[Dataset entries]
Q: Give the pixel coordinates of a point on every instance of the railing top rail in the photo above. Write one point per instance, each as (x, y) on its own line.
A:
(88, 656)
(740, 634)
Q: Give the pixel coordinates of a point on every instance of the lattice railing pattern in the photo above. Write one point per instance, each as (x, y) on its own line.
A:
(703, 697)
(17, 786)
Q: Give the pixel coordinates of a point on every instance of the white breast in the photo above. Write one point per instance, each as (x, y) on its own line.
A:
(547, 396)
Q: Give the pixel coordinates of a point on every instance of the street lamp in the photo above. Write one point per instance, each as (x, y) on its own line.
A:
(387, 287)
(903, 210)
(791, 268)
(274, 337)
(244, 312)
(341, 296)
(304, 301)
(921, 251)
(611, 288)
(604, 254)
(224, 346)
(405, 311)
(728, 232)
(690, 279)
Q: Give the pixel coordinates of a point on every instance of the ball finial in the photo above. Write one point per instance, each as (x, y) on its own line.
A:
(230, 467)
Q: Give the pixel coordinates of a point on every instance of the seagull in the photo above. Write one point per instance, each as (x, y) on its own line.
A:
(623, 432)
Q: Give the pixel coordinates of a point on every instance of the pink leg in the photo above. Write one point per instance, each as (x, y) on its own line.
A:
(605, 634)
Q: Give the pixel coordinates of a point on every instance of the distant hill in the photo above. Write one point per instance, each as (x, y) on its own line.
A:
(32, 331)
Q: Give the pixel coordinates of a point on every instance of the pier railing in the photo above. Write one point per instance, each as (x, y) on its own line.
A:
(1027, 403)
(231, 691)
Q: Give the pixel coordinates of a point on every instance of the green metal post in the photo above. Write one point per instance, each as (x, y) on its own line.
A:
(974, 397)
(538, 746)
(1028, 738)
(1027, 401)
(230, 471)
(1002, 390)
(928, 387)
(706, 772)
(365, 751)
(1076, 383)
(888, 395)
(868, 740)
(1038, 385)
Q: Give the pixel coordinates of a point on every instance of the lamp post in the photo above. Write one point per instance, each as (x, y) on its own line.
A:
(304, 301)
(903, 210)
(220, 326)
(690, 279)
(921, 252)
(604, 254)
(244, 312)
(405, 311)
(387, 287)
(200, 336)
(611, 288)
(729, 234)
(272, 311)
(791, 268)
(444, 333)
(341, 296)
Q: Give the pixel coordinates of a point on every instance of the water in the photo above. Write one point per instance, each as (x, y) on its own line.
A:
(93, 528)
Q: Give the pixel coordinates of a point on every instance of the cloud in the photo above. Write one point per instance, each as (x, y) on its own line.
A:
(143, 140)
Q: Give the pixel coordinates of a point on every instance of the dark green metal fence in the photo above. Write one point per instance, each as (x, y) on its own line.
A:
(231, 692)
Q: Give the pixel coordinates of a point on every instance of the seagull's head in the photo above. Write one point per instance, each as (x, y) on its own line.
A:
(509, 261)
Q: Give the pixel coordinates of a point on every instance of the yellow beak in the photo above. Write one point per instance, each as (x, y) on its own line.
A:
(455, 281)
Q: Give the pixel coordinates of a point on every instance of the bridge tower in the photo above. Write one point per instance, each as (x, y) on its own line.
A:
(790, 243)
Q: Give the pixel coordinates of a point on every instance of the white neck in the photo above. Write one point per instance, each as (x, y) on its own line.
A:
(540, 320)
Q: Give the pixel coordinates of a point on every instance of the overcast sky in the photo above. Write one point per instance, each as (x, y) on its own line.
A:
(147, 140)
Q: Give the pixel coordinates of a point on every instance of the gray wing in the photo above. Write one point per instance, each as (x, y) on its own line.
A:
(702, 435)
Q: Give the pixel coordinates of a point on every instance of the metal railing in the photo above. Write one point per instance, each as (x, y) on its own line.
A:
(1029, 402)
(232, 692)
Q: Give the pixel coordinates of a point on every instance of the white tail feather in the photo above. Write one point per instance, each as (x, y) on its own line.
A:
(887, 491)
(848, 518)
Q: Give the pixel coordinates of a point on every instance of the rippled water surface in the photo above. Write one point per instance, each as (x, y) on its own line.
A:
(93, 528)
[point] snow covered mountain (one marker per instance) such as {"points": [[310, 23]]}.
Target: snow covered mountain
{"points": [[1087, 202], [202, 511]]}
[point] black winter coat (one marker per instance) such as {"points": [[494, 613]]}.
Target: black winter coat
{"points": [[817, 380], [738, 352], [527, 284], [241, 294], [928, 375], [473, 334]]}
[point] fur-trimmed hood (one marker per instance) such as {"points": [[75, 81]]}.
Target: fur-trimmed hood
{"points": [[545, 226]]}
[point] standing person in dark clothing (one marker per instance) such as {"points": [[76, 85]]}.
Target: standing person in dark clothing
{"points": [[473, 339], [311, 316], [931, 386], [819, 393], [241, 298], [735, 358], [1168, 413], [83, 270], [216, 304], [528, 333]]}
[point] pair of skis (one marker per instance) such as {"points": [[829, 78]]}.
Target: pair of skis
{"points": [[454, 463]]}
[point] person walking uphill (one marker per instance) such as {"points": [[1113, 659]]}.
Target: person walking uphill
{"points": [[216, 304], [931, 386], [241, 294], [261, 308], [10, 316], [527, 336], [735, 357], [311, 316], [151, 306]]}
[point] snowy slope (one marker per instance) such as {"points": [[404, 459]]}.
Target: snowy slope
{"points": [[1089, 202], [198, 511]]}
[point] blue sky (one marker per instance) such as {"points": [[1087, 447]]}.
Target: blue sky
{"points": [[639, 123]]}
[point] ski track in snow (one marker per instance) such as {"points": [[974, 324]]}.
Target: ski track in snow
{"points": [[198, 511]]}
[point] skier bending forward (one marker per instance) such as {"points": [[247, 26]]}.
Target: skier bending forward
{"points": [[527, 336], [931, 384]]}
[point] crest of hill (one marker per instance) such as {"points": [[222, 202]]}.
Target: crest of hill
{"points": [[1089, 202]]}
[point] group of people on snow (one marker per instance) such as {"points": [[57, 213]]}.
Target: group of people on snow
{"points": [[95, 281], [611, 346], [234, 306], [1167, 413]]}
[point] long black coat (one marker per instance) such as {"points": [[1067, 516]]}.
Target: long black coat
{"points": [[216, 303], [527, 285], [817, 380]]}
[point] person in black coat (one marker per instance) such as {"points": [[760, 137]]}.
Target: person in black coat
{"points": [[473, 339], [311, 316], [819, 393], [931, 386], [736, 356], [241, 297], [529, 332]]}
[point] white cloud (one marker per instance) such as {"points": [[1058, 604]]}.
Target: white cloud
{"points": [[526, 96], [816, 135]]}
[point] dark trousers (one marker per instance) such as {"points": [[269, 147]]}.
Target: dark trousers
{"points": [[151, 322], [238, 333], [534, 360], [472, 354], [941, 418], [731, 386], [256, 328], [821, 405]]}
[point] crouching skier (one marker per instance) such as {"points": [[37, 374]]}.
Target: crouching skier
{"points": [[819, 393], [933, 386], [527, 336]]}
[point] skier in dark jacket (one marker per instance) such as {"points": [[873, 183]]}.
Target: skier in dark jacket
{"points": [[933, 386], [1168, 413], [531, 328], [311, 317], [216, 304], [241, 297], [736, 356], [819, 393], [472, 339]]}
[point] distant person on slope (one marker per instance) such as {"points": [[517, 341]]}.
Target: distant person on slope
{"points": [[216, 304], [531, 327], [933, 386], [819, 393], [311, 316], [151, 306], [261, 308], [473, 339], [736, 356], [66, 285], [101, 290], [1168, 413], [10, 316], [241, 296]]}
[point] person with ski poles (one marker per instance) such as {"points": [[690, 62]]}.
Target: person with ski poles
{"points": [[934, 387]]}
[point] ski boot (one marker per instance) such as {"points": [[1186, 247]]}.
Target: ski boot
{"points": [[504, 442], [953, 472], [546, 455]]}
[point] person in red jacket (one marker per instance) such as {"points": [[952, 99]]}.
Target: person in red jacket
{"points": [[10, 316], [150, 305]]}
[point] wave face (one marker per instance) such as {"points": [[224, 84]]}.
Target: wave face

▸ **PROBLEM TO WORK ON**: Look through the entries and return every line where "metal" appears.

▸ **ANSWER AREA**:
Q: Give the pixel coordinates of a point on every instance of the green metal post in the photo above. Write one point per instance, each as (x, y) on its own line.
Q: Give the pixel coordinates of a point on every instance of the dark green metal fence in the photo above. Write one point per instance, each as (x, y) on its own line.
Q: Give the pixel coordinates of a point on every instance of the metal railing in the photo above. Write one point per instance, each as (x, y) on its own line.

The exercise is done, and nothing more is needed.